SET EXERCISE 1 - Rewrite the passage on the rise of fascism, everything from "Fascists also recruited" down to "all their problems.", with "destitute" replaced by "impoverished".
SET EXERCISE 2 - Carry the passage on the rise of fascism forward with the next part, beginning after its final sentence.

DOCUMENT EXCERPT -
The fascists directly appealed to the middle classes. Nazi leader Adolph Hitler highlighted the social position and grievances of these “self-made men” in Mein Kampf, declaring that “for people of modest situation who have once risen above that social level, it is unendurable to fall back into it, even momentarily”. It was this fear of social regression that drove the middle classes into the arms of the fascists, who promised political stability, social cohesion and economic salvation for small proprietors. In the years before they came to power, the Nazis campaigned against the large businesses that put economic pressure on small shopkeepers, often using anti-Semitic tropes.

Fascists also recruited from the completely destitute: the long-term unemployed, ex-soldiers and those driven to petty crime. Fascism gave these men hot soup, a place to sleep and a gun with which to menace the left and Jews, whom they could blame for all their problems.

It was not inevitable, however, that the middle classes would be drawn into the fascist camp. Much of the petty bourgeoisie had been drawn along by the worker-led revolutions and uprisings at the end of the war; this fusion was the most successful during the 1917 Russian Revolution, which was supported by millions of peasants.

But without sufficient leadership, the revolutions in the rest of Europe didn’t fare as well, and by the early 1920s, the revolutionary wave had ebbed. The various left-wing parties seemed incapable of solving the ongoing capitalist crisis, and so the petty-bourgeois masses turned towards the fascists. Workers largely remained loyal to the socialist parties, but some were dragged towards fascism. As Trotsky put it, “Fascism is a form of despair in the petty-bourgeois masses, who carry away with them over the precipice a part of the working class as well”.

While fascism gained its foot soldiers and numerical strength from the middle classes, it could come to power only at the behest of the real kingmakers of politics: the big capitalists, the military generals and the state bureaucrats.

The ruling class will bring to power a fascist party with a rabid, plebeian base only when three conditions are met. First, when capitalism cannot continue as before—with unstable political regimes and a large and menacing workers’ movement. Second, the usual methods for keeping the workers’ organisations in check (legal repression or cooption) are inadequate to the task. Third, when bringing the fascists to power will not provoke a revolution in response.

After taking power, the fascists acted as the strong arm of the capitalists, including against their own middle-class supporters. “After fascism is victorious, finance capital directly and immediately gathers into its hands, as in a vice of steel, all the organs and institutions of sovereignty”, Trotsky wrote. It was the big capitalists, not the petty bourgeoisie, who enriched themselves under the Nazi regime: between 1933 and 1936, corporate profits rose by 433 percent while workers’ wages fell, and half of small businesses went bankrupt.

The fascists’ rise to power wasn’t inevitable. The political errors of the two main forces on the European left—the reformist Social Democrats and the Communist parties loyal to the USSR—made it possible.

INFORMATION GIVEN -
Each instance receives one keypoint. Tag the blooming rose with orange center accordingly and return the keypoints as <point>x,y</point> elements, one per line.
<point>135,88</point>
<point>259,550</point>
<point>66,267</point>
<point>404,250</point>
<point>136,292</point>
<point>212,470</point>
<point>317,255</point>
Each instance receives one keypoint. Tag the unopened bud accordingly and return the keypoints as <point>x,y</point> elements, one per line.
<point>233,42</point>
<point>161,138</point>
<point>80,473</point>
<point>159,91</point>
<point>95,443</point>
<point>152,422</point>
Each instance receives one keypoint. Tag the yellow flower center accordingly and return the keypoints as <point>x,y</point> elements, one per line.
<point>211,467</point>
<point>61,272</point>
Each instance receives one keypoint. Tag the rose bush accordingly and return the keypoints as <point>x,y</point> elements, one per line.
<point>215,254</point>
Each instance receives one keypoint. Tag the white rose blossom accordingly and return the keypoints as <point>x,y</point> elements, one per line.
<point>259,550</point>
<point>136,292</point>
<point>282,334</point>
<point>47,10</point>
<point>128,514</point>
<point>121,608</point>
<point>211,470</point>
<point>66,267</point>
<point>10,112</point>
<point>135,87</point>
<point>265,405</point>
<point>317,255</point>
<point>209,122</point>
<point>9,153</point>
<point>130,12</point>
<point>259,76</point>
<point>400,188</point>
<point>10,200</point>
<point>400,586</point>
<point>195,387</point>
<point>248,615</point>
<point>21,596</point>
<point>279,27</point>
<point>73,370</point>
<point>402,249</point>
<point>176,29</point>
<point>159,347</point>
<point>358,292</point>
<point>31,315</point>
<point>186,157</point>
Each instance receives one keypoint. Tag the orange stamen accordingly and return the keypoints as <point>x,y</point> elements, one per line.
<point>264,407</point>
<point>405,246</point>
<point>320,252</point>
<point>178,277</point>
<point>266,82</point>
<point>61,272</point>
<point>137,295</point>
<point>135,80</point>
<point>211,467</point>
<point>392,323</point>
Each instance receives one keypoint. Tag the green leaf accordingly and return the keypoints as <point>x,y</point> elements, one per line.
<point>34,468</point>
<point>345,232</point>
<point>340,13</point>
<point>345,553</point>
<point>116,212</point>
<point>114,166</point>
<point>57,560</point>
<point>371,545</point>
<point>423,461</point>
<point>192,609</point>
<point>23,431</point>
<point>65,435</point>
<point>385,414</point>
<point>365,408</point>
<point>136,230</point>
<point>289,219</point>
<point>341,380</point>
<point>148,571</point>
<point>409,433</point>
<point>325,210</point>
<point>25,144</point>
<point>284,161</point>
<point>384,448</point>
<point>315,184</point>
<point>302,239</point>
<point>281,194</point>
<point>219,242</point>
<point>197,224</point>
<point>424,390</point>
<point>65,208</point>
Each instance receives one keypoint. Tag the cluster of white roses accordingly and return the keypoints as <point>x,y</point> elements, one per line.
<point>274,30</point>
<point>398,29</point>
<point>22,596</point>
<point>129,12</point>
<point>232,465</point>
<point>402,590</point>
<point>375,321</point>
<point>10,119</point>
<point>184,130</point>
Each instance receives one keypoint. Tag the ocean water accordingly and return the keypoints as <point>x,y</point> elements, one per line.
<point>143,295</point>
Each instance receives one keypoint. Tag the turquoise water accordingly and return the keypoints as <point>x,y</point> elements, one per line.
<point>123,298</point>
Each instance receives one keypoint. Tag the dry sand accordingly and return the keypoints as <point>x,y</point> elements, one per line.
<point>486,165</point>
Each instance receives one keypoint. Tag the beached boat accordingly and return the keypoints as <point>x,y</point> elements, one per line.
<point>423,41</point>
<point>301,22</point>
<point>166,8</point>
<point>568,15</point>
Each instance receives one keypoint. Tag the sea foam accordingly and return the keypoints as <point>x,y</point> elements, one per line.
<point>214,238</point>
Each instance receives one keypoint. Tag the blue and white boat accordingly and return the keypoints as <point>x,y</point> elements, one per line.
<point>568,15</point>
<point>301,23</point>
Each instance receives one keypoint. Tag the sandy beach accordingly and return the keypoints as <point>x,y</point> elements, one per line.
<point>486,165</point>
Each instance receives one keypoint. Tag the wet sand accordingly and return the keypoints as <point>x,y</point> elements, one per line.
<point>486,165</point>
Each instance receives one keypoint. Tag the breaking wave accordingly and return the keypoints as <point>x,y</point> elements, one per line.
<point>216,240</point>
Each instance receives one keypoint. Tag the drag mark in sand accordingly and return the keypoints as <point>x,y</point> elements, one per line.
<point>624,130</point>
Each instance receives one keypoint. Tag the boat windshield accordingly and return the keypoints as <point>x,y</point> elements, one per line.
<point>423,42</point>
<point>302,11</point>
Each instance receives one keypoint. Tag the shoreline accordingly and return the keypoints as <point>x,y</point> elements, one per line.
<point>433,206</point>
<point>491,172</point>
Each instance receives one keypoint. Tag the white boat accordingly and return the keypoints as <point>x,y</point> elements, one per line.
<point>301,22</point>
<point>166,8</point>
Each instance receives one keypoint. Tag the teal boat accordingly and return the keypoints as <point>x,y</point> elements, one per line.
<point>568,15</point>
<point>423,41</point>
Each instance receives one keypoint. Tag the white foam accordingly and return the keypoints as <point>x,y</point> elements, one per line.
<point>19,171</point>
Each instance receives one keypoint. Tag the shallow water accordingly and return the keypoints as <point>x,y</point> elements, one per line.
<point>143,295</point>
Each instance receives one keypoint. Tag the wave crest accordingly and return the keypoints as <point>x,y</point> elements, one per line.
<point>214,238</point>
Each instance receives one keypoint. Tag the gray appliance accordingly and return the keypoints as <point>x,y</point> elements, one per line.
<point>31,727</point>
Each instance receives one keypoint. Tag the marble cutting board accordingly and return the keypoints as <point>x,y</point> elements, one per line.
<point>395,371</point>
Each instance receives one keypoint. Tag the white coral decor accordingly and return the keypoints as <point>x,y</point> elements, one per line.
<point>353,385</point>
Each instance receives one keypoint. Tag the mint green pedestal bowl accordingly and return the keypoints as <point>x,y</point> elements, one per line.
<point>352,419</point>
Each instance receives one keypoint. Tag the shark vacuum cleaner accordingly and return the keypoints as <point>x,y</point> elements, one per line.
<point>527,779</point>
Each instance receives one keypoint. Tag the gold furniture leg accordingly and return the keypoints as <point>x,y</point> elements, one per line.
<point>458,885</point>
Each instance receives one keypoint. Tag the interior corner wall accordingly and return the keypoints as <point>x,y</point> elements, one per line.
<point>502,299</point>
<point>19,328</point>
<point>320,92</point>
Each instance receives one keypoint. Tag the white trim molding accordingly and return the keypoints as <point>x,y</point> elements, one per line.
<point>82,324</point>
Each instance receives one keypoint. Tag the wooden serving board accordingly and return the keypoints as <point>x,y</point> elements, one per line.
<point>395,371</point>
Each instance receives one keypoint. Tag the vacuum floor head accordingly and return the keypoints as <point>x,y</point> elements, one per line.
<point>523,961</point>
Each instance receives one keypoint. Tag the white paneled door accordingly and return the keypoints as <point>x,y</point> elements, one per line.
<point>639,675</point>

FINAL ANSWER 1 -
Fascists also recruited from the completely impoverished: the long-term unemployed, ex-soldiers and those driven to petty crime. Fascism gave these men hot soup, a place to sleep and a gun with which to menace the left and Jews, whom they could blame for all their problems.

FINAL ANSWER 2 -
The stance of the reformists amounted to a servile trust in the institutions of the capitalist state and the capitalist class. They thought that the police could be used to disarm the fascist gangs, despite all evidence that the police were extremely sympathetic to the fascists and that, as Trotsky wrote, the “comedy of disarmament by the police” would “only have caused the authority of the fascists to increase as fighters against the capitalist state”.

They also believed that the capitalists’ commitment to democracy would halt the fascist march to power. In Germany, the Social Democrats (SPD) formed an “Iron Front” with the capitalist parties, supposedly to counter the rise of the Nazis. Later, the Socialists in France and Spain insisted on the participation of bourgeois parties in their “Popular Front” coalitions against fascism. In this way, they openly cooperated with the class of exploiters. The strategy failed precisely because the bourgeoisie holds no such commitment to democracy.

There was another fatal flaw in the reformists’ attitude to fascism—they were terrified of unleashing the revolutionary potential of workers’ struggle lest things “go too far”. Trotsky ruthlessly mimicked the SPD leaders begging the government: “Please don’t force us to defend ourselves with the might of workers’ organisations, for this will only arouse the entire working class; and then the movement will rise above the bald pates of our party leadership: beginning as anti-fascist, it will end communist”.

For Trotsky, the reformist leaders were politically irredeemable in their unswerving loyalty to capitalism, but the millions of workers who supported them were key to blocking the fascists’ road to power. Along with Communist workers, they could drive back the armed fascist gangs that were now rampaging through working-class districts. Together, they had the power to overthrow capitalism, thereby resolving the economic and social problems that allowed fascism to fester and grow.

Trotsky held particular contempt for Joseph Stalin’s theory of fascism. “Fascism is the military organisation of the bourgeoisie which leans upon the Social Democracy for active support”, Stalin claimed. “The Social Democracy, objectively speaking, is the moderate wing of fascism.” While it’s true that the capitalist class, in a crisis, leans on both fascism for its violent attacks on the working class, and on Social Democracy for its ability to restrain working-class militancy, it does not follow that Social Democracy is just the “moderate wing of fascism”.

This stupidity formed the basis of the Stalinist theory that fascism is just another face of capitalism, no better or worse than a democratic parliament led by Social Democrats. Therefore, the Communists should not lift a finger to stop the fascists, and would never work with the Social Democrats, whom they branded “social fascists”. Trotsky replied in 1932, just months before Hitler took power in Germany: “The know-alls who boast that they do not recognise any difference between [German Chancellor] Brüning and Hitler are saying in reality: it makes no difference whether our organisations exist, or whether they are already destroyed”.

The actions of the German Communist Party (KPD) during the rise of the Nazis provide an example of Stalin’s theory in practice. It made a series of terrible tactical decisions that did nothing to stop the Nazis’ rise. But its worst crime was passivity. As the Nazis prepared to destroy every vestige of working-class power and democracy, the KPD leaders smugly sat by, claiming that Hitler’s victory would only hasten the crisis that would bring the Communists to power. They had an idiotic slogan for this attitude too: “First Hitler, then our turn”.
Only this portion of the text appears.